**AANGELEVERDE TEKST**
____
Regeling van de Minister van Sociale Zaken en Werkgelegenheid van 10 december 2008, nr. PO&I/2008/34894, houdende de inrichting van de organisatie van het Ministerie van Sociale Zaken en Werkgelegenheid alsmede verdeling van taken en verlening van vertegenwoordigingsbevoegdheden (Organisatie-, mandaat- en volmachtbesluit SZW 2009)

Organisatie-, mandaat- en volmachtbesluit SZW 2009

Hoofdstuk

1

Begripsbepaling

Artikel

1

Begrippen

In deze regeling en de daarop berustende bepalingen wordt verstaan onder:

  • a.

    het ministerie: het Ministerie van Sociale Zaken en Werkgelegenheid;

  • b.

    bewindspersoon: de Minister van Sociale Zaken en Werkgelegenheid of de Staatssecretaris van Sociale Zaken en Werkgelegenheid, afhankelijk van wie het aangaat;

  • c.

    mandaat: de bevoegdheid om in naam van een bewindspersoon besluiten te nemen;

  • d.

    volmacht: de bevoegdheid om in naam van een bewindspersoon privaatrechtelijke rechtshandelingen te verrichten;

  • e.

    machtiging: de bevoegdheid om in naam van een bewindspersoon handelingen te verrichten die noch een besluit, noch een privaatrechtelijke rechtshandeling zijn;

  • f.

    vertegenwoordigingsbevoegdheid: de bevoegdheid om namens een bewindspersoon, onder diens verantwoordelijkheid en met inachtneming van diens algemene en bijzondere aanwijzingen, besluiten te nemen, privaatrechtelijke rechtshandelingen te verrichten dan wel handelingen te verrichten die noch een besluit noch een privaatrechtelijke rechtshandeling zijn;

  • g.

    bedrijfsvoering: de sturing en beheersing van bedrijfsprocessen om de gestelde (beleids)doelstellingen te kunnen realiseren;

  • h.

    Commissie Management Development: de commissie, bestaande uit de functionarissen, genoemd in artikel 3, onderdelen a tot en met e, waarin managementbenoemingen en de selectie voor managementopleidingen plaatsvindt;

  • i.

    CIO: Chief Information Officer;

  • j.

    CIO-stelsel: de inrichting van de samenwerking tussen de CIO’s van het ministerie, de Sociale Verzekeringsbank en het Uitvoeringsinstituut werknemersverzekeringen.

Hoofdstuk

2

Organisatie

Artikel

2

Organisatie ministerie

Het ministerie bestaat uit de volgende organisatieonderdelen:

  • a.

    de hierna genoemde organisatieonderdelen, die rechtstreeks ressorteren onder de secretaris generaal:

    • 1°.

      de directie Financieel-economische Zaken;

    • 2°.

      de directie Wetgeving, Bestuurlijke en Juridische Aangelegenheden;

    • 3°.
____
**OPDRACHT**
Schrijf uit het organisatiebesluit van SZW letterlijk het stuk over dat begint bij "CIO-stelsel: de inrichting" en doorloopt tot en met "het Uitvoeringsinstituut werknemersverzekeringen.". De gegevens spelen hierbij geen enkele rol.

**Uittreksels uit gegevens voor locatielabeling**
____
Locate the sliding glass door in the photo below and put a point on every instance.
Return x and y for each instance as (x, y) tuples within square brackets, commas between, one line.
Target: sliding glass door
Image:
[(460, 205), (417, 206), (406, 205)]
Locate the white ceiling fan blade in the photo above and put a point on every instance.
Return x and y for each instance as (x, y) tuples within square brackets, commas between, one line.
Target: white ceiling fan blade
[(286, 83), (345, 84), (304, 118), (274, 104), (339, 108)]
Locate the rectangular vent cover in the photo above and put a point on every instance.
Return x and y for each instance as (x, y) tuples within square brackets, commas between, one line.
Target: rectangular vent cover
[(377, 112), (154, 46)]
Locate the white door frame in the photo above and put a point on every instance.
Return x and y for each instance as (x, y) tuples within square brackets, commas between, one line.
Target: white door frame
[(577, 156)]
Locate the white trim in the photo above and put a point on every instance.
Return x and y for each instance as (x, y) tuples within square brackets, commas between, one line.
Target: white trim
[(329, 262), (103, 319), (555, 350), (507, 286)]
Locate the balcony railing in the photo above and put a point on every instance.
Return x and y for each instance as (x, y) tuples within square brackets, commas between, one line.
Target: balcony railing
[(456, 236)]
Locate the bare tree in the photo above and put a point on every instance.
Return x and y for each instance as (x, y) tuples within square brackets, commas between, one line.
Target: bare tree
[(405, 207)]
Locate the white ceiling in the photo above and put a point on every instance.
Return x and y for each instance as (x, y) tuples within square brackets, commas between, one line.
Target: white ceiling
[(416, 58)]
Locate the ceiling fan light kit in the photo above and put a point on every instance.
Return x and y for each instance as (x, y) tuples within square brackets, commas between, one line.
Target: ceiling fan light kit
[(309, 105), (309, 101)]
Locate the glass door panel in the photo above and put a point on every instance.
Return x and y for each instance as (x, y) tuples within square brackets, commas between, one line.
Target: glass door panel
____
**UITGEWERKT ANTWOORD**
CIO-stelsel: de inrichting van de samenwerking tussen de CIO’s van het ministerie, de Sociale Verzekeringsbank en het Uitvoeringsinstituut werknemersverzekeringen.